== STATED EXERCISE ==
Find every line below that contains the word "outline" and copy each of those lines in full.

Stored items
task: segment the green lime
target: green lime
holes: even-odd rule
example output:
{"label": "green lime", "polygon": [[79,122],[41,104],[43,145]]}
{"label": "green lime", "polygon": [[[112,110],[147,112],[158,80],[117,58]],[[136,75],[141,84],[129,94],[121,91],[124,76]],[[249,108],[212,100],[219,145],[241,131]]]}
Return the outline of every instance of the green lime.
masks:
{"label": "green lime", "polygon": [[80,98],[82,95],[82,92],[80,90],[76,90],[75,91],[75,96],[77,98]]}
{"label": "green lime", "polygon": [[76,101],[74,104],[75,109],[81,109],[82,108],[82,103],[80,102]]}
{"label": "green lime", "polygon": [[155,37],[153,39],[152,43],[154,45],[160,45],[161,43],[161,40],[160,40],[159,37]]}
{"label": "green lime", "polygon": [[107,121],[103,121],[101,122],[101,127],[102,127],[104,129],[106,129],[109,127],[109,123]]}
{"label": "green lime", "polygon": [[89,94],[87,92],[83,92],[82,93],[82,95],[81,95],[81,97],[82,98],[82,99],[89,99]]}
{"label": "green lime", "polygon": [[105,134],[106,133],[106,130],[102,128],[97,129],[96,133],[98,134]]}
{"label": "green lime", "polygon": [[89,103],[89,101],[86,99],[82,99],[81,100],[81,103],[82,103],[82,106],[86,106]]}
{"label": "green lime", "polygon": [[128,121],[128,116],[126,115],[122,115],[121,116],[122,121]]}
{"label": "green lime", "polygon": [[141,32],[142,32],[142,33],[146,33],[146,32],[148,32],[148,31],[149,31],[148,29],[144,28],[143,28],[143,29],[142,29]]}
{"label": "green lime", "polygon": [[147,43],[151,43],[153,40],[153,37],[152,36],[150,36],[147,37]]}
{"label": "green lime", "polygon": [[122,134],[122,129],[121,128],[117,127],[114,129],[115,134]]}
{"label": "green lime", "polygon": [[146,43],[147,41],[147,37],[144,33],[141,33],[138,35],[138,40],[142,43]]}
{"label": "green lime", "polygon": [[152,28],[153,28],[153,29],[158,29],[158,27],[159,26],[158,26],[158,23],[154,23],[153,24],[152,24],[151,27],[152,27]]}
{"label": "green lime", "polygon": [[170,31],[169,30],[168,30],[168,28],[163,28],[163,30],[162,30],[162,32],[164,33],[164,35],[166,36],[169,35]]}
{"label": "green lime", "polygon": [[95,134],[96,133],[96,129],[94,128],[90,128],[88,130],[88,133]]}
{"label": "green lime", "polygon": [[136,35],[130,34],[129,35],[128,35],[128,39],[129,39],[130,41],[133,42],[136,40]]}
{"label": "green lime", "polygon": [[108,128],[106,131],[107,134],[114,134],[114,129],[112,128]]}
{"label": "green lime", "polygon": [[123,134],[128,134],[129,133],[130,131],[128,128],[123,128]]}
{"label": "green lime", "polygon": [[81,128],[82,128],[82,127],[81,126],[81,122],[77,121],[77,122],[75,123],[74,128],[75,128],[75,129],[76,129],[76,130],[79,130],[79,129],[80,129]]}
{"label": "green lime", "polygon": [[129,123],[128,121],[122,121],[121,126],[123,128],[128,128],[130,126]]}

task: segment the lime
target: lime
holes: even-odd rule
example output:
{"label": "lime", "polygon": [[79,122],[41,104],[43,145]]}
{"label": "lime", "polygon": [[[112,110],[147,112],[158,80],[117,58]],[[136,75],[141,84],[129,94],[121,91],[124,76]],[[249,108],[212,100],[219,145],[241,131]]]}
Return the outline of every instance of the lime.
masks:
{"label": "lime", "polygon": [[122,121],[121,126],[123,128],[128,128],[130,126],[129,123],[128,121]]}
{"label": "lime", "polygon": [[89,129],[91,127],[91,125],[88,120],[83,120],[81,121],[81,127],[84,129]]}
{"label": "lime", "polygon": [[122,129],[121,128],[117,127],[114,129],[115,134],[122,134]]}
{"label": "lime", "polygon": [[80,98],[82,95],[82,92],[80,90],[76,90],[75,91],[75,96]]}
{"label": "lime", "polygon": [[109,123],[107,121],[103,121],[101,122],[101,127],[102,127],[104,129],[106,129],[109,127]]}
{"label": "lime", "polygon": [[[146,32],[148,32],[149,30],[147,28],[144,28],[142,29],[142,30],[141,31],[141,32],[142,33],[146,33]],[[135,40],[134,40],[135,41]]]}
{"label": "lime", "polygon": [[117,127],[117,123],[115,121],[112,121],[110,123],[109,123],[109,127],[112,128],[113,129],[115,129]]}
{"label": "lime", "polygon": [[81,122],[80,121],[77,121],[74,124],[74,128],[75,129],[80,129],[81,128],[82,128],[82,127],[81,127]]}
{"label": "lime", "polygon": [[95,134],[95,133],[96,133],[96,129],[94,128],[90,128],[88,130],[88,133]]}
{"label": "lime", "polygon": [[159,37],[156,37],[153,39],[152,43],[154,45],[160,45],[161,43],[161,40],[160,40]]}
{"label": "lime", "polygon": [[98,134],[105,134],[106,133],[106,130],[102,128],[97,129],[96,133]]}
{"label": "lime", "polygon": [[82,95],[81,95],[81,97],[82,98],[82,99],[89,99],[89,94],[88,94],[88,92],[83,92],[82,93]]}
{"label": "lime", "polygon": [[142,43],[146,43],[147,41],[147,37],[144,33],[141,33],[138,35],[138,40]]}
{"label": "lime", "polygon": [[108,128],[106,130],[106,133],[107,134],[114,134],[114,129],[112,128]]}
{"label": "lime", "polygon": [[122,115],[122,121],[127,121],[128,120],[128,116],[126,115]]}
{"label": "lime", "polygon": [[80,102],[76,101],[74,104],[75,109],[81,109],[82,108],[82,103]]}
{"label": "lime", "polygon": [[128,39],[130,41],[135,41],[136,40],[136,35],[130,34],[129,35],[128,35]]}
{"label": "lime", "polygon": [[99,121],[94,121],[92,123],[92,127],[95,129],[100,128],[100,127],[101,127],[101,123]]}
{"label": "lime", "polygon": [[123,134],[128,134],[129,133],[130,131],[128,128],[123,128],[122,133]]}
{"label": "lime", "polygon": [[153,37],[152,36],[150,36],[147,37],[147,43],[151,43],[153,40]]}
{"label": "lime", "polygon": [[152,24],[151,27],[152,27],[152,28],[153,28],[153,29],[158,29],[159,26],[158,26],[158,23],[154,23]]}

== RESULT OF THE TASK ==
Return the outline of every instance of the green lime.
Return the outline of every instance of the lime.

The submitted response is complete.